*Excerpt from a dataset*:

/---

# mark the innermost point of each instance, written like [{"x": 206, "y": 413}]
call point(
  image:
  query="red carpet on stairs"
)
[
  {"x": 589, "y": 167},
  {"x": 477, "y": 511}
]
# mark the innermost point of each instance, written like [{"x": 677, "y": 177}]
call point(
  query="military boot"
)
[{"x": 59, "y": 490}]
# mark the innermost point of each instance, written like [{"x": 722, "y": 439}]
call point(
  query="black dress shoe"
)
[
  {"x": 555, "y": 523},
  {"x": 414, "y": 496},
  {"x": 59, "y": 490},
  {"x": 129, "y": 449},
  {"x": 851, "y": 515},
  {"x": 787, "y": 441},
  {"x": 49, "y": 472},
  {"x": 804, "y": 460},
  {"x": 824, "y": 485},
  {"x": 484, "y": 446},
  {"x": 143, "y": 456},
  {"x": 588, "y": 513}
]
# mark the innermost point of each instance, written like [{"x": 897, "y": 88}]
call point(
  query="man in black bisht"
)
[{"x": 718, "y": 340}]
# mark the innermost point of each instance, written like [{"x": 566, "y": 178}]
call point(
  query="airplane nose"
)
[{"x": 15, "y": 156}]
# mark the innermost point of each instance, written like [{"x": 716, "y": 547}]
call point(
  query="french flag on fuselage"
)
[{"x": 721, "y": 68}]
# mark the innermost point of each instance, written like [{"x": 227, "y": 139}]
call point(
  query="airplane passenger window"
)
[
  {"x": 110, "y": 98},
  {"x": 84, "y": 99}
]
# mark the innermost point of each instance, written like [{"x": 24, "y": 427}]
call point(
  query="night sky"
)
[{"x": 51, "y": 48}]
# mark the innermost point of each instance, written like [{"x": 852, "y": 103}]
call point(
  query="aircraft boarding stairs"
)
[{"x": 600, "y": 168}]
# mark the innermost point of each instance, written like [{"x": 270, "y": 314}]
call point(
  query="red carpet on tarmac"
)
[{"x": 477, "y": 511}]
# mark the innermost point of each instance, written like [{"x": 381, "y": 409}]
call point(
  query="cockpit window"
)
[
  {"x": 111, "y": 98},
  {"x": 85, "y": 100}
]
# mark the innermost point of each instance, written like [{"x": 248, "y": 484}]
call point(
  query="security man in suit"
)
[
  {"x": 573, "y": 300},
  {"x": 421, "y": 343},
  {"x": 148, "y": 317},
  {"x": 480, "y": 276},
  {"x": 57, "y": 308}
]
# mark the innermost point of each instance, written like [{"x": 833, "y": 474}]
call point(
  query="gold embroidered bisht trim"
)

\---

*The task*:
Reproduce the entries above in full, verbatim.

*Output for this exercise*:
# mark the innermost point of each instance, written like [{"x": 206, "y": 413}]
call point(
  image:
  query="red carpet on stairs"
)
[
  {"x": 589, "y": 167},
  {"x": 477, "y": 511}
]
# mark the innermost point of each instance, written like [{"x": 677, "y": 177}]
call point(
  query="military boot"
)
[{"x": 59, "y": 490}]
# mark the innermost point of each instance, written like [{"x": 722, "y": 439}]
call point(
  query="black dress shoe"
)
[
  {"x": 555, "y": 523},
  {"x": 414, "y": 496},
  {"x": 59, "y": 490},
  {"x": 129, "y": 449},
  {"x": 851, "y": 515},
  {"x": 787, "y": 441},
  {"x": 49, "y": 472},
  {"x": 804, "y": 460},
  {"x": 824, "y": 485},
  {"x": 484, "y": 446},
  {"x": 143, "y": 456},
  {"x": 588, "y": 513}
]
# mark the innermost point of each instance, written like [{"x": 897, "y": 88}]
call point(
  query="man in black bisht"
)
[{"x": 718, "y": 340}]
# mark the innermost point of each instance, written like [{"x": 566, "y": 178}]
call point(
  query="airplane nose"
)
[{"x": 15, "y": 156}]
# mark the innermost point of each instance, written like [{"x": 716, "y": 547}]
call point(
  query="french flag on fuselage"
)
[{"x": 721, "y": 68}]
# mark the innermost point of each instance, written like [{"x": 227, "y": 139}]
call point(
  query="airplane passenger window"
)
[
  {"x": 110, "y": 98},
  {"x": 84, "y": 99}
]
# mark the innermost point of each instance, written like [{"x": 24, "y": 427}]
call point(
  query="night sky"
)
[{"x": 51, "y": 48}]
# mark the innermost point of each instance, written like [{"x": 852, "y": 103}]
call point(
  query="aircraft boarding stairs"
)
[{"x": 600, "y": 168}]
# mark the innermost point of each instance, written like [{"x": 270, "y": 314}]
call point(
  query="red carpet on tarmac"
)
[{"x": 477, "y": 511}]
# mark the innermost point of each instance, written like [{"x": 381, "y": 409}]
call point(
  query="cockpit window"
)
[
  {"x": 111, "y": 98},
  {"x": 85, "y": 100}
]
# mark the innermost point of each instance, written like [{"x": 248, "y": 484}]
call point(
  query="security man in suit"
)
[
  {"x": 573, "y": 300},
  {"x": 421, "y": 343},
  {"x": 148, "y": 317},
  {"x": 480, "y": 276},
  {"x": 57, "y": 308}
]
# mark the innermost point of each instance, written like [{"x": 833, "y": 474}]
call point(
  query="gold embroidered bisht trim"
)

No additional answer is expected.